STATED GOAL: Locate every line in the material below that contains the word "graphic", and copy each of those lines in full.
::: EXERCISE INPUTS :::
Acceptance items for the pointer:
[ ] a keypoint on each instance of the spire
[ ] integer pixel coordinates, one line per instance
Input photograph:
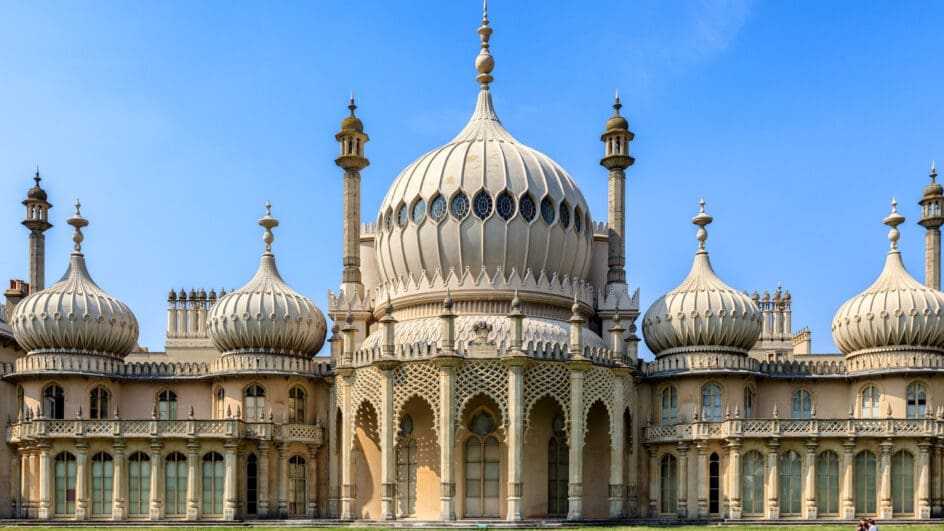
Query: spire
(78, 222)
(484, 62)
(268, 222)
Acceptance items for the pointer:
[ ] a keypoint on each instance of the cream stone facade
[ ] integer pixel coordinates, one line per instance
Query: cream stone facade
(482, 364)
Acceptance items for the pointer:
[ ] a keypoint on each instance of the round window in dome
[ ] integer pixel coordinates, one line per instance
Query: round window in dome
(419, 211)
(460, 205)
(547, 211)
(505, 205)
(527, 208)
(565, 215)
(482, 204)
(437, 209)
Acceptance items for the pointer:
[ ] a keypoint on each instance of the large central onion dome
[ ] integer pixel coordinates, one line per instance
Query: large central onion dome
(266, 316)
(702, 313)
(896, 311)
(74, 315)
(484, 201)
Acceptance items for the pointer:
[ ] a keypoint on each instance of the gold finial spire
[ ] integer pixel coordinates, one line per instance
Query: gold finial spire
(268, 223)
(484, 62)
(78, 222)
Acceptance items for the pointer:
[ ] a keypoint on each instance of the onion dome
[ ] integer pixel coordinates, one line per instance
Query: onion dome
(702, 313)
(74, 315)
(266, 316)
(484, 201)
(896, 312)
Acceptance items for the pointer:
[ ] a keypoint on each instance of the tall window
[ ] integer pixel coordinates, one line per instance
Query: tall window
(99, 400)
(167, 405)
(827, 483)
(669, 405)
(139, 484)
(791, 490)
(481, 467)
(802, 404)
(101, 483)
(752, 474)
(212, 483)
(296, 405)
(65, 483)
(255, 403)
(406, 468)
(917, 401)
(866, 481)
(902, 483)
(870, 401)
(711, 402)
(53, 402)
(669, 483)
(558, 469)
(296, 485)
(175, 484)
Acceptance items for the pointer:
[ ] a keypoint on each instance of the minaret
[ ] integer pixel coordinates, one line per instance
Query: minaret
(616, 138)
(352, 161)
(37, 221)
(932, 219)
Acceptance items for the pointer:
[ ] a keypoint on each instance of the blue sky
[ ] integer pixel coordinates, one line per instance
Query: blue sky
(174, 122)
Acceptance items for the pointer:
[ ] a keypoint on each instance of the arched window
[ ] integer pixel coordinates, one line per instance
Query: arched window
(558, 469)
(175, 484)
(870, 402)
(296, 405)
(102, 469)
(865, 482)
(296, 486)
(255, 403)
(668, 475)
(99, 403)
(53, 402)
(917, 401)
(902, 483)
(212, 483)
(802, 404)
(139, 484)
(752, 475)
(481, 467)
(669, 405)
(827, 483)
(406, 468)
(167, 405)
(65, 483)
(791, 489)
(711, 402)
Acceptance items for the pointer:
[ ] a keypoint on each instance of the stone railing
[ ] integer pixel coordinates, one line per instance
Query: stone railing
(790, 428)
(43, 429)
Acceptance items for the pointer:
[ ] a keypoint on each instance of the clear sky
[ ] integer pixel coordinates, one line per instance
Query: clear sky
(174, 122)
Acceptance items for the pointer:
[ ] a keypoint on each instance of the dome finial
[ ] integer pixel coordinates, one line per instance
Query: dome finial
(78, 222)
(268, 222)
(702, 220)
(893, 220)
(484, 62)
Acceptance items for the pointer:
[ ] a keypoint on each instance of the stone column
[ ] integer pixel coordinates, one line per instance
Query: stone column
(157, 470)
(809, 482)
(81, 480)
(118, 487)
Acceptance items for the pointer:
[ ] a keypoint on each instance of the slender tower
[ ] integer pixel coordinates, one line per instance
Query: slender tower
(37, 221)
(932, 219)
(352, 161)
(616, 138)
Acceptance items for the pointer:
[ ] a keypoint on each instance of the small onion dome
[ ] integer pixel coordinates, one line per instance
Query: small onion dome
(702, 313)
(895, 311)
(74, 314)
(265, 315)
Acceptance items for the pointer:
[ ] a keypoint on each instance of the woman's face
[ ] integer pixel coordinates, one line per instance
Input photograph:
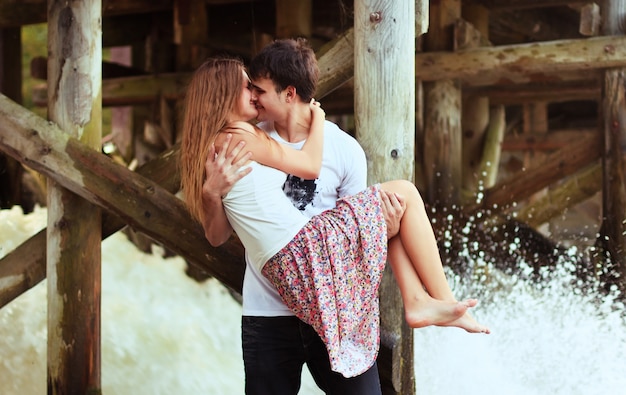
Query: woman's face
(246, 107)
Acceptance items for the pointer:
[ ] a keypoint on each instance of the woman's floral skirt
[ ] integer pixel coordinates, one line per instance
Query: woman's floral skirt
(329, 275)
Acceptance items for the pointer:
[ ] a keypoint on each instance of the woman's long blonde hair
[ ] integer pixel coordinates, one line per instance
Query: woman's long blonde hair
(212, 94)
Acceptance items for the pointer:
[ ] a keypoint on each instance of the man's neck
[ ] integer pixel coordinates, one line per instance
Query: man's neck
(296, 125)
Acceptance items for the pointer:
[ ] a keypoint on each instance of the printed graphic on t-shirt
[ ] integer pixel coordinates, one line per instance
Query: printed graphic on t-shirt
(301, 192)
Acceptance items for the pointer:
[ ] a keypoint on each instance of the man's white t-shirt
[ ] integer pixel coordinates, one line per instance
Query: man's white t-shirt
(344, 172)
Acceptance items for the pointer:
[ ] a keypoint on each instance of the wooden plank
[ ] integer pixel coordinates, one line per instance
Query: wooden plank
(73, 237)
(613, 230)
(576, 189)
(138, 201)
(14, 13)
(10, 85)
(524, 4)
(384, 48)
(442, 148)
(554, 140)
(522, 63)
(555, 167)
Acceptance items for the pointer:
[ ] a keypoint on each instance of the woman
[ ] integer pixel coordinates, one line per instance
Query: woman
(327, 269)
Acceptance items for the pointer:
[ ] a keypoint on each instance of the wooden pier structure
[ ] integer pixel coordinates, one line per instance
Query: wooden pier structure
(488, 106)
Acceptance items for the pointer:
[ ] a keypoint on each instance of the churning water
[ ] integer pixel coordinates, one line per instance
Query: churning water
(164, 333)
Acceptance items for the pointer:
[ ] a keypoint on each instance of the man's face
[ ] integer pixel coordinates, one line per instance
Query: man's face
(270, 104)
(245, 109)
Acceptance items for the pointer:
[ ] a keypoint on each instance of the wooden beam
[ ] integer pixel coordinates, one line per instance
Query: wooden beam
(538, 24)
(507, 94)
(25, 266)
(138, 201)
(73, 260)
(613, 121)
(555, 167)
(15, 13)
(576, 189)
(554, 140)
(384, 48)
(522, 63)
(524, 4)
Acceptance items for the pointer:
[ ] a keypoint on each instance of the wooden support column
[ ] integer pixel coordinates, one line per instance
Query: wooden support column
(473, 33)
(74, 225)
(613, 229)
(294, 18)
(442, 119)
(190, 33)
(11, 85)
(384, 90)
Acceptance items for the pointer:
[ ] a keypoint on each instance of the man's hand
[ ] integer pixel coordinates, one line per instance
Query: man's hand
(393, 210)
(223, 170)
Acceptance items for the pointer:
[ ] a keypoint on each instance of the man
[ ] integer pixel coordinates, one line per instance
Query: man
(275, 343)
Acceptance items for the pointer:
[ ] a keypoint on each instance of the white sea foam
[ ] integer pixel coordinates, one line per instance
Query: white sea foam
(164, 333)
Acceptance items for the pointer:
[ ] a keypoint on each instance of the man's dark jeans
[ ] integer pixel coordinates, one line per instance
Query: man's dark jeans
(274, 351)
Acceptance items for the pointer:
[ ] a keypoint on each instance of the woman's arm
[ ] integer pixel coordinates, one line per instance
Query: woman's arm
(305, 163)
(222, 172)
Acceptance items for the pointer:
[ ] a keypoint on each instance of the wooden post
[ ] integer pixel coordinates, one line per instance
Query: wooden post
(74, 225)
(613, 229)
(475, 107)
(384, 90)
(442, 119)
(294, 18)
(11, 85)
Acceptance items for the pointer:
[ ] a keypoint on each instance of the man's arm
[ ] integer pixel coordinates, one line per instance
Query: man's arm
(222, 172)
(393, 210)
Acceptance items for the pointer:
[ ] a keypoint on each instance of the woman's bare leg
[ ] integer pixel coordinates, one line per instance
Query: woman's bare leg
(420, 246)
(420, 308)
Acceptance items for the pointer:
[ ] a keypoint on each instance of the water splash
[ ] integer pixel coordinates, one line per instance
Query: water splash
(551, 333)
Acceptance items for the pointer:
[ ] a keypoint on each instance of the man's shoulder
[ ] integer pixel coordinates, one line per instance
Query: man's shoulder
:::
FINISHED TASK:
[ ] a keypoint on each instance of the printed graphic on t-shirt
Query: printed graphic on t-shirt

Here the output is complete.